**Task prompt:** Reproduce the entries below without any changes, starting at the line that contains "For every instance of the paintbrush in" and ending at the line that contains "x=186 y=269", with both of those lines included. Omit the pictures from your copy.

══════════

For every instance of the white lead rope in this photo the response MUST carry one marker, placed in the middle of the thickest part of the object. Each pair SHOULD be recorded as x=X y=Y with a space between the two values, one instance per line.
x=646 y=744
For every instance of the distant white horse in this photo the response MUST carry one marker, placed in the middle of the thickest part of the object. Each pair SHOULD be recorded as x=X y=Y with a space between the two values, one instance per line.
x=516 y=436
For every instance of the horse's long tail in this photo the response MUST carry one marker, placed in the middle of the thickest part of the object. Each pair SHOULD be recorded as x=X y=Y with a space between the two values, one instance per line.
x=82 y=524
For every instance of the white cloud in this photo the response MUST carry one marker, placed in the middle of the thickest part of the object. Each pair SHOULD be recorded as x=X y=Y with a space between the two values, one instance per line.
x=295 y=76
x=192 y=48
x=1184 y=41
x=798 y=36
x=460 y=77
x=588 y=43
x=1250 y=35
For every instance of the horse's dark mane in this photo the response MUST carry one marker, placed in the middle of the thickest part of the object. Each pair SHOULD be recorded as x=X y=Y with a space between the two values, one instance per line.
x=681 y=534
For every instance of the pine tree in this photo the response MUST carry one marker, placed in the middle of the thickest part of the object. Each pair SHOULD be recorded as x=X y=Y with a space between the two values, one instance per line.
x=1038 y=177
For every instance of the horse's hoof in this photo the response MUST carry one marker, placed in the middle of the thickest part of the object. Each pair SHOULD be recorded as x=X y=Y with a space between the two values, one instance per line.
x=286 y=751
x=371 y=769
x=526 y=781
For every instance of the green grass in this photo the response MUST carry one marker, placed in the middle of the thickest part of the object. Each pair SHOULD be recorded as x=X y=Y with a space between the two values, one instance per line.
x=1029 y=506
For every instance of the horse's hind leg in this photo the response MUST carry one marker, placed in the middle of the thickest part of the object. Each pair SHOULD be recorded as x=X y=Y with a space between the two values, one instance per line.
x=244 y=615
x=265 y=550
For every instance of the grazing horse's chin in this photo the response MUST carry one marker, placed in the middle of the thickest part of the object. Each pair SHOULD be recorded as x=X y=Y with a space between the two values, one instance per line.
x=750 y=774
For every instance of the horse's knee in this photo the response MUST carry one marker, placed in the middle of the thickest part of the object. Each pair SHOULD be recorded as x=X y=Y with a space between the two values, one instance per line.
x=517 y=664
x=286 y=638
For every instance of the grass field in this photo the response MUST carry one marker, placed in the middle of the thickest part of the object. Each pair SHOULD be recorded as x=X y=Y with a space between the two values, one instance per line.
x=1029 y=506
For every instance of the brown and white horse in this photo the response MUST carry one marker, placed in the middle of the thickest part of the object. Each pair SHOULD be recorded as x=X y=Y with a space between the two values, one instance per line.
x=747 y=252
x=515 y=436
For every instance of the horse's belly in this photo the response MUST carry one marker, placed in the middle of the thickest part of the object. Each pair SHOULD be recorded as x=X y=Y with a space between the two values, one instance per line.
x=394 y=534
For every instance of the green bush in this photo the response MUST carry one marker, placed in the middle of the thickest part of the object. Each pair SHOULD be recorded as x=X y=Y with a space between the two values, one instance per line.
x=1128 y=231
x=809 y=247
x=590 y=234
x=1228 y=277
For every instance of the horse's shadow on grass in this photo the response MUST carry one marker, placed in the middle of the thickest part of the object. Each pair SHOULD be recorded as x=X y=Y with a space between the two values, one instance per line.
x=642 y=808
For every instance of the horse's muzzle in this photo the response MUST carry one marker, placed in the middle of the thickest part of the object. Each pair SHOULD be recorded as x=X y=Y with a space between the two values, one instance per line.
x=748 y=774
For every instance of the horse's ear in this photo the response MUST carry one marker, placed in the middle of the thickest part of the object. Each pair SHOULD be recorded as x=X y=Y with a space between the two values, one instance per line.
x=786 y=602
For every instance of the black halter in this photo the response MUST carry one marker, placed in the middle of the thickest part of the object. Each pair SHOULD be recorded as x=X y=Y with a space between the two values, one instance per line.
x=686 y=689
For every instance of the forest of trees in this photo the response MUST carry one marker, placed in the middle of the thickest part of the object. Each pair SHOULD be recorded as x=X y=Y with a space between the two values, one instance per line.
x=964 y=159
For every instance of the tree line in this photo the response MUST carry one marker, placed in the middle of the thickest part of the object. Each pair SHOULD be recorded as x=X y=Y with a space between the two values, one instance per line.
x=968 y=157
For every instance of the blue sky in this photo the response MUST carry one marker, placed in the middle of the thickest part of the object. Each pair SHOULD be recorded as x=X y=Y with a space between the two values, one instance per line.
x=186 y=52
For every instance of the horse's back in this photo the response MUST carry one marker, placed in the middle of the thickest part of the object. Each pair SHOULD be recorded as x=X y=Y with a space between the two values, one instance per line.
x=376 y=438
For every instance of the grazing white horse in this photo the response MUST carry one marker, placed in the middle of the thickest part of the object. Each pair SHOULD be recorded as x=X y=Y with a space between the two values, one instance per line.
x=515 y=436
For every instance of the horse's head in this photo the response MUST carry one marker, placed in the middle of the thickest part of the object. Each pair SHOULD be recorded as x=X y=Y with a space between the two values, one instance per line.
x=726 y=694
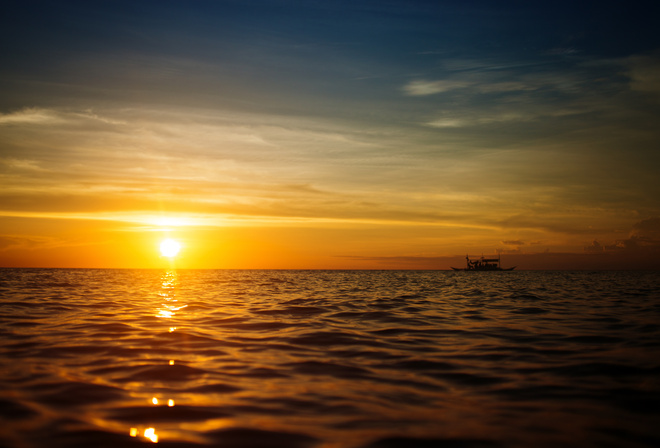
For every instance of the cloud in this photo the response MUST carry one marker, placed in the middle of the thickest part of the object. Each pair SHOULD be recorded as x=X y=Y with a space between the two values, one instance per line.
x=30 y=116
x=644 y=73
x=513 y=242
x=423 y=87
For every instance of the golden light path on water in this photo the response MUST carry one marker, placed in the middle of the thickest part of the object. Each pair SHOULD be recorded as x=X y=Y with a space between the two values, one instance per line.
x=329 y=359
x=167 y=310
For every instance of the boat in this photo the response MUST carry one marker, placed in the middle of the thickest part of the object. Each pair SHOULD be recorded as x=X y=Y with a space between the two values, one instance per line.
x=483 y=264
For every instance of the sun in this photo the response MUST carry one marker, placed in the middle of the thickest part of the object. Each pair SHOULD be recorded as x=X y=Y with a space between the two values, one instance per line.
x=170 y=248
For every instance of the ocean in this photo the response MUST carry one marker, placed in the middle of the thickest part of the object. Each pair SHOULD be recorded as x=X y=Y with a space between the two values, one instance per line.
x=329 y=359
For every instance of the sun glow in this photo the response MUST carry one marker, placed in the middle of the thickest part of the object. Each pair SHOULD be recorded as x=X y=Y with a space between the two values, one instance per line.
x=170 y=248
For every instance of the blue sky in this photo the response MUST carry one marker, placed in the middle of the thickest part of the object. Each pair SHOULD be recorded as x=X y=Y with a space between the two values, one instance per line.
x=442 y=127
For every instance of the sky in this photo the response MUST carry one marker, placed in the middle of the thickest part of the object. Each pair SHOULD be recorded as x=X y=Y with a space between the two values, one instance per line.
x=328 y=134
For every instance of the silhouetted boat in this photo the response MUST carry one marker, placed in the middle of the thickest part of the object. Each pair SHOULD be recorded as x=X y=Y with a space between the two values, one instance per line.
x=483 y=264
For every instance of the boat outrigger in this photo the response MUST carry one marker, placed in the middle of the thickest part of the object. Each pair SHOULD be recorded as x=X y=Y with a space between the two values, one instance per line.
x=483 y=264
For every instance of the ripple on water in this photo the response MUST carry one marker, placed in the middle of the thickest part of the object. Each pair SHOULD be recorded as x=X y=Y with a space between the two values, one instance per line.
x=342 y=359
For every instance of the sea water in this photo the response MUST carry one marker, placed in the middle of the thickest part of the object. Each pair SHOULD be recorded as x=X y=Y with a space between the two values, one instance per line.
x=341 y=359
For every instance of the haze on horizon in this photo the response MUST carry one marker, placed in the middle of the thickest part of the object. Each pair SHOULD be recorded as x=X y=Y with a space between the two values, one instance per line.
x=340 y=134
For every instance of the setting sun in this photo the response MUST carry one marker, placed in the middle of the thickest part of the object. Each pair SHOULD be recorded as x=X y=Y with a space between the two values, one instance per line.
x=169 y=248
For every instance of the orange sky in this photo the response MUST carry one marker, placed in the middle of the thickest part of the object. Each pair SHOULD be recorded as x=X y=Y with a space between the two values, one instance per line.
x=339 y=138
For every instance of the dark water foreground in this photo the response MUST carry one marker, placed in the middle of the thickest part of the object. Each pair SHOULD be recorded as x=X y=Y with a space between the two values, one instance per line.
x=249 y=359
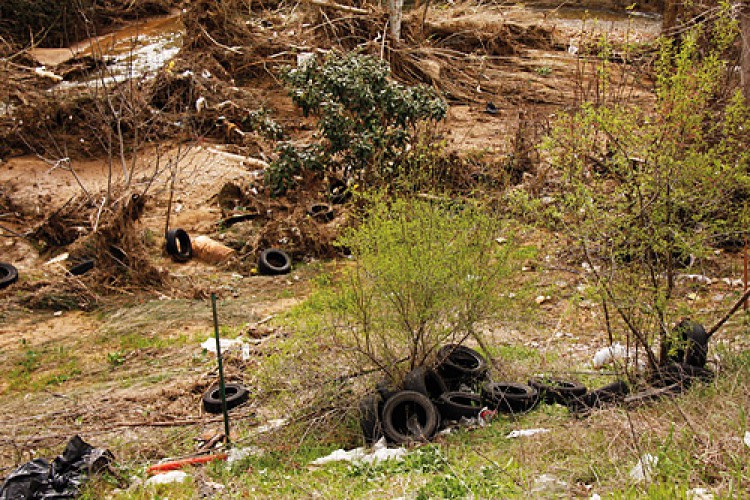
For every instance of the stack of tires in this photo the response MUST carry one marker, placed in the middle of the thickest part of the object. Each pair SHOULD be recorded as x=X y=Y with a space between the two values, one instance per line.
x=431 y=398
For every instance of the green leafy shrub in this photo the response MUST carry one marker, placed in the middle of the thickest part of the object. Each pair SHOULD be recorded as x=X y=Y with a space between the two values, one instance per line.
x=366 y=120
x=425 y=273
x=644 y=190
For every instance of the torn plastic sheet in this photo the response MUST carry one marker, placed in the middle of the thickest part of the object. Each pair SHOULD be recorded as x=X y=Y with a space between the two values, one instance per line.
x=526 y=432
x=62 y=478
x=380 y=452
x=645 y=467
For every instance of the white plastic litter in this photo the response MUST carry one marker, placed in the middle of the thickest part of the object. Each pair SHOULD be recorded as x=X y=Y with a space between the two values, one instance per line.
x=607 y=355
x=526 y=432
x=173 y=476
x=380 y=452
x=644 y=469
x=699 y=494
x=56 y=260
x=548 y=485
x=237 y=454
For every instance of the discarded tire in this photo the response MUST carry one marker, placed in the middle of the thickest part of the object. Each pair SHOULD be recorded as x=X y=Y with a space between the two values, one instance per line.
x=460 y=364
x=386 y=389
x=178 y=245
x=235 y=394
x=82 y=267
x=370 y=409
x=508 y=397
x=321 y=211
x=274 y=261
x=454 y=405
x=425 y=381
x=554 y=390
x=608 y=394
x=8 y=274
x=409 y=416
x=692 y=341
x=338 y=192
x=682 y=374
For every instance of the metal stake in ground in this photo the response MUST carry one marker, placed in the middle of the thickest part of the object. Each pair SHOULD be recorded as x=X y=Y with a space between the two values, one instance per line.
x=222 y=388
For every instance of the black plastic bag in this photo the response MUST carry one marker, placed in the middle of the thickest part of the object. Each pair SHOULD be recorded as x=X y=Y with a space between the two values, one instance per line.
x=40 y=479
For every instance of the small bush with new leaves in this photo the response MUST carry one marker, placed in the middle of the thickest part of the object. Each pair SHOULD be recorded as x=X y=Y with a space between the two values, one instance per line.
x=425 y=273
x=646 y=189
x=366 y=120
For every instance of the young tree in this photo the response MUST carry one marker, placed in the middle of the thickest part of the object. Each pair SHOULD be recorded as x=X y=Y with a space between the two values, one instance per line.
x=647 y=190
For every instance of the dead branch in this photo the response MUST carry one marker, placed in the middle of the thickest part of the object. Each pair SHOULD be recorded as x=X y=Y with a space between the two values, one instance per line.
x=729 y=314
x=342 y=8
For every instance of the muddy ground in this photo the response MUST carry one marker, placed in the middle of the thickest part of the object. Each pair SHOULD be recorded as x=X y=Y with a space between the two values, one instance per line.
x=115 y=355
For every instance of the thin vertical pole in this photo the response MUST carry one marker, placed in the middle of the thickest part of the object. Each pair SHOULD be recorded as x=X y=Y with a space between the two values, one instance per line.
x=222 y=387
x=744 y=276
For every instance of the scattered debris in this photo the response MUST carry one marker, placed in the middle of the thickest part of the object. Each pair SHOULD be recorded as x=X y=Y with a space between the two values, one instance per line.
x=541 y=299
x=645 y=467
x=380 y=452
x=228 y=345
x=547 y=484
x=238 y=454
x=699 y=494
x=607 y=355
x=174 y=476
x=62 y=477
x=210 y=250
x=526 y=432
x=164 y=468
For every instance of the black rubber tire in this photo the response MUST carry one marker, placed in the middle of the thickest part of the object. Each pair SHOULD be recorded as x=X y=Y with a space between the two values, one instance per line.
x=408 y=417
x=693 y=343
x=386 y=389
x=509 y=397
x=236 y=394
x=425 y=381
x=338 y=192
x=8 y=274
x=459 y=364
x=321 y=211
x=454 y=405
x=82 y=267
x=273 y=261
x=178 y=245
x=554 y=390
x=603 y=396
x=683 y=374
x=370 y=409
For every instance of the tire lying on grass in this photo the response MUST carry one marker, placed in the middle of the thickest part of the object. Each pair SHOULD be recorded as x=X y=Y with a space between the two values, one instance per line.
x=273 y=261
x=509 y=397
x=235 y=394
x=321 y=211
x=692 y=343
x=554 y=390
x=8 y=274
x=682 y=374
x=82 y=267
x=459 y=364
x=425 y=381
x=370 y=409
x=178 y=245
x=454 y=405
x=409 y=416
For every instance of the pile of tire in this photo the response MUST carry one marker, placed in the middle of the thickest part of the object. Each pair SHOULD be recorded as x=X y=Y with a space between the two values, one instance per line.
x=457 y=388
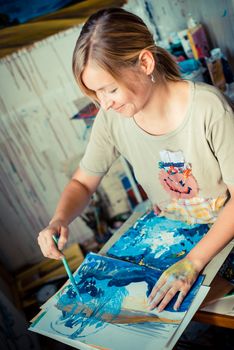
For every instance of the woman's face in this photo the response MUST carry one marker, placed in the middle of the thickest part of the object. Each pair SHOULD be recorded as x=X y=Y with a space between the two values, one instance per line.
x=126 y=100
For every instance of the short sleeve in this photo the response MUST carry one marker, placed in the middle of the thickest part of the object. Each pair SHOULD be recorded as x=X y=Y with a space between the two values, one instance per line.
x=221 y=139
x=101 y=151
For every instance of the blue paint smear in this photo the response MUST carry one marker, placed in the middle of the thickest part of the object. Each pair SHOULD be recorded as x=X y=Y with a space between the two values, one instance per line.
x=102 y=282
x=24 y=10
x=157 y=241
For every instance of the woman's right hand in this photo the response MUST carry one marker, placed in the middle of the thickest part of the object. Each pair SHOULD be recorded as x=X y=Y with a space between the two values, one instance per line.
x=46 y=242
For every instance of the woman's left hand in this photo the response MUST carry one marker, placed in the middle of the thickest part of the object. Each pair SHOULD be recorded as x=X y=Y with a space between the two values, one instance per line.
x=177 y=278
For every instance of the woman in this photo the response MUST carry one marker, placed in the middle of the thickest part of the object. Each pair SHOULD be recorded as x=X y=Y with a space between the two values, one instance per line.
x=177 y=135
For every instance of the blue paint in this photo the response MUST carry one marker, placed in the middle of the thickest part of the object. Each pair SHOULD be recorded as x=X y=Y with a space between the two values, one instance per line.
x=157 y=241
x=102 y=282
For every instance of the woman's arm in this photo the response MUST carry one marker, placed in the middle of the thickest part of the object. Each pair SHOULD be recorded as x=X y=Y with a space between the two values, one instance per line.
x=73 y=200
x=181 y=276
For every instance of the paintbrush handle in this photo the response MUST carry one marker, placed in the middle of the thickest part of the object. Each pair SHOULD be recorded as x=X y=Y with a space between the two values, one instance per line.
x=67 y=268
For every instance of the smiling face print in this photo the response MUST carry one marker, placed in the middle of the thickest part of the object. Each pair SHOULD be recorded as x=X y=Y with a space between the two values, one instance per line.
x=176 y=176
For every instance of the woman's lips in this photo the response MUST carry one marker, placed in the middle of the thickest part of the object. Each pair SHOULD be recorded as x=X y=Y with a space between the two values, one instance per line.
x=119 y=108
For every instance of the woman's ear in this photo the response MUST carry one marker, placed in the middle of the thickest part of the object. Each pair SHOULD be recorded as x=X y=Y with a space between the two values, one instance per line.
x=146 y=61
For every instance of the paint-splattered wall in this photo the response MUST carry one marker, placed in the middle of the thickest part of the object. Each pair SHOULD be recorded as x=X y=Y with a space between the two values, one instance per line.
x=217 y=16
x=40 y=146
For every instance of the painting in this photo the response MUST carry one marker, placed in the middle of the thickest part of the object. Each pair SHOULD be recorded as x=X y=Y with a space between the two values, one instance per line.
x=111 y=310
x=157 y=242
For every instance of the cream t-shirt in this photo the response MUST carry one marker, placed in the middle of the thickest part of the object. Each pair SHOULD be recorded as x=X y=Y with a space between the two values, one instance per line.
x=185 y=172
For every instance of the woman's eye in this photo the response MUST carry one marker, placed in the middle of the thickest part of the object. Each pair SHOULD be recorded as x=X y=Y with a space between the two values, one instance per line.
x=112 y=91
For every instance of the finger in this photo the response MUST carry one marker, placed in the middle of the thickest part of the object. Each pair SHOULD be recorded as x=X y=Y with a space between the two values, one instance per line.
x=179 y=300
x=47 y=245
x=167 y=298
x=158 y=297
x=63 y=237
x=156 y=288
x=160 y=294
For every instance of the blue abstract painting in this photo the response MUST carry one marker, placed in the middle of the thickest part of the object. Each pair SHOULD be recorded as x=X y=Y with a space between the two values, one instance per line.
x=111 y=309
x=157 y=241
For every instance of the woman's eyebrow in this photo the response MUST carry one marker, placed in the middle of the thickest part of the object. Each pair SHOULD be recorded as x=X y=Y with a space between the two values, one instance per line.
x=104 y=87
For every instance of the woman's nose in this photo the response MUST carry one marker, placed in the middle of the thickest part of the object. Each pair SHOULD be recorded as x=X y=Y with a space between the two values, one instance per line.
x=106 y=103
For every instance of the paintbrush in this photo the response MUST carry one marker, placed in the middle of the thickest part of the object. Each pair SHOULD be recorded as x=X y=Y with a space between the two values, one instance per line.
x=67 y=268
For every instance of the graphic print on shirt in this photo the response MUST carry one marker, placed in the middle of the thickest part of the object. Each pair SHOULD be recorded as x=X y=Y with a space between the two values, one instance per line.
x=176 y=175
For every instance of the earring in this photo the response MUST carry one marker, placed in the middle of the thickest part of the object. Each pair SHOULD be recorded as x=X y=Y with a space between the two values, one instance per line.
x=152 y=78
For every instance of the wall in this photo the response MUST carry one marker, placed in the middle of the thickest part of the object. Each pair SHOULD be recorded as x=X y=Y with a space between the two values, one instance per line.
x=216 y=15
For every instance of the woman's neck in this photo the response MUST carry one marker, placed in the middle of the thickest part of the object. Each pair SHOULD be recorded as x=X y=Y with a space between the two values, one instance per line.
x=165 y=109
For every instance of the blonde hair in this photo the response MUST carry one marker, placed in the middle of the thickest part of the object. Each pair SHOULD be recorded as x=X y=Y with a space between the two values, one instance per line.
x=113 y=38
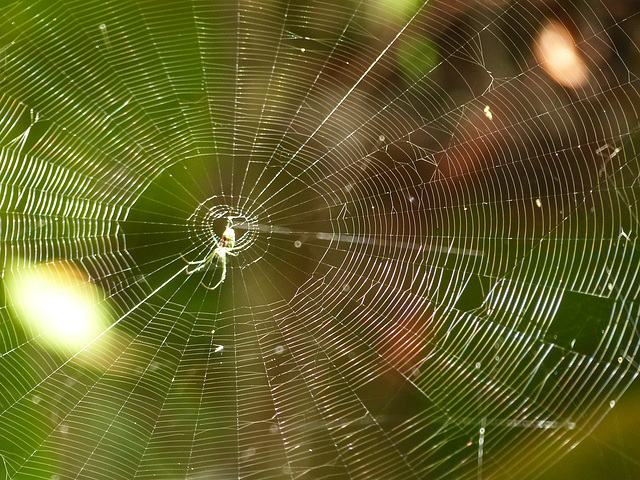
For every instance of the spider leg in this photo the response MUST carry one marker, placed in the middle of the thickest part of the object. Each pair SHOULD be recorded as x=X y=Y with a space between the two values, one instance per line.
x=222 y=277
x=186 y=269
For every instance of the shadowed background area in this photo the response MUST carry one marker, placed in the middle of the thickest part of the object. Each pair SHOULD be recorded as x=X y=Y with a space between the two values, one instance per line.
x=319 y=239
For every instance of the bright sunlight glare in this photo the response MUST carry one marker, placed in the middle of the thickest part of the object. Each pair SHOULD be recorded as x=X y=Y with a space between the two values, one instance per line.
x=59 y=304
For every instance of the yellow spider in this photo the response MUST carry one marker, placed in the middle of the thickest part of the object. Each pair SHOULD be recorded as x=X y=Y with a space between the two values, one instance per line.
x=226 y=246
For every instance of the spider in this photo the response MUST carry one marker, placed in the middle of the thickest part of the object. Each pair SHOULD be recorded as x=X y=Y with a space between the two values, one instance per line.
x=226 y=246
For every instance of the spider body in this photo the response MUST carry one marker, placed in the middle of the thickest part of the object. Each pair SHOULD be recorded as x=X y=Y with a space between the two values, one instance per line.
x=225 y=246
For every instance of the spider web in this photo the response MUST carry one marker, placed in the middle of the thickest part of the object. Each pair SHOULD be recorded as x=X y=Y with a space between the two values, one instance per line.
x=436 y=271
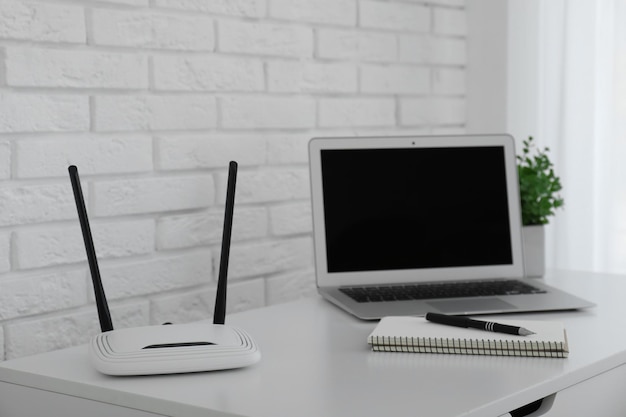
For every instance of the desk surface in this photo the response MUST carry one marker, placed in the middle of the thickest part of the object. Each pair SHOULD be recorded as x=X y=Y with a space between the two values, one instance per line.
x=316 y=362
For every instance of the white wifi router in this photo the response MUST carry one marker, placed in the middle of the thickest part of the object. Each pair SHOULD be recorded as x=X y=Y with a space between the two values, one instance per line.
x=167 y=349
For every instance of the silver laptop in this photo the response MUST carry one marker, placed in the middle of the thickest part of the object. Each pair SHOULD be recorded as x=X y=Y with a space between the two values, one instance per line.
x=407 y=225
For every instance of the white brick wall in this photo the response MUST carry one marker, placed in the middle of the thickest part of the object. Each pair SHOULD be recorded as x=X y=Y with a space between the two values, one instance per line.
x=151 y=99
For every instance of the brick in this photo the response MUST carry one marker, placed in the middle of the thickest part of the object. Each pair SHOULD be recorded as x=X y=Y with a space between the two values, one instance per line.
x=265 y=39
x=311 y=77
x=425 y=49
x=43 y=113
x=447 y=81
x=415 y=48
x=332 y=12
x=449 y=51
x=191 y=230
x=156 y=275
x=290 y=286
x=92 y=155
x=291 y=219
x=28 y=20
x=31 y=67
x=26 y=296
x=163 y=112
x=432 y=111
x=266 y=185
x=186 y=307
x=267 y=112
x=403 y=80
x=39 y=335
x=5 y=160
x=245 y=295
x=401 y=17
x=200 y=304
x=176 y=152
x=64 y=245
x=356 y=45
x=288 y=149
x=5 y=251
x=152 y=30
x=449 y=22
x=246 y=8
x=24 y=204
x=151 y=195
x=269 y=257
x=208 y=73
x=341 y=112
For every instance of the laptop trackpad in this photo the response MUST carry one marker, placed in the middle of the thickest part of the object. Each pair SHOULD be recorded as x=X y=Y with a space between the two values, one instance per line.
x=472 y=306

══════════

**Right answer:**
For every instance of the paintbrush in this photo the response MUST carry one marker, placed in the middle of the thickest part of the object. Each pair SHOULD be recorded as x=X y=Y with a space between the two values, one instance per line.
x=67 y=268
For every instance of the graphic print on shirt in this photo the response MUST carry one marker, placed in the middle of the thickest part of the object. Each pair SHOULD be recorded as x=X y=Y with a space between the two values, one instance per line.
x=176 y=175
For every instance of the earring in this photo the response MUST carry one marker, placed in the middle of the thickest part of the object. Each pair SHOULD be recorded as x=X y=Y with a space between the two values, one instance per line.
x=152 y=78
For every instance of the wall in this photo the response MUST carry one marker, placed in the middle of the thickest part of the object. Each pair SHOULD be recorded as x=X y=Y with a space between the two values, one instance per line.
x=216 y=15
For every instance of the woman's neck in this photo the response MUST carry one marker, placed in the middle of the thickest part of the object. Each pair SHOULD be recorded as x=X y=Y with a space between the two values, one instance per line.
x=165 y=109
For every instance of the blonde hair in this photo the response MUST carry one marker, placed in the middle of the thickest part of the object. Each pair SHOULD be recorded as x=X y=Y with a space between the two values, one instance per line.
x=113 y=38
For every instance of the spider leg in this photo the response MUST carry one marker, placed in the middle of the thickest part of the object. Each pair SHOULD be recorded as x=X y=Y with a space between the two values, one instance per line.
x=222 y=277
x=186 y=269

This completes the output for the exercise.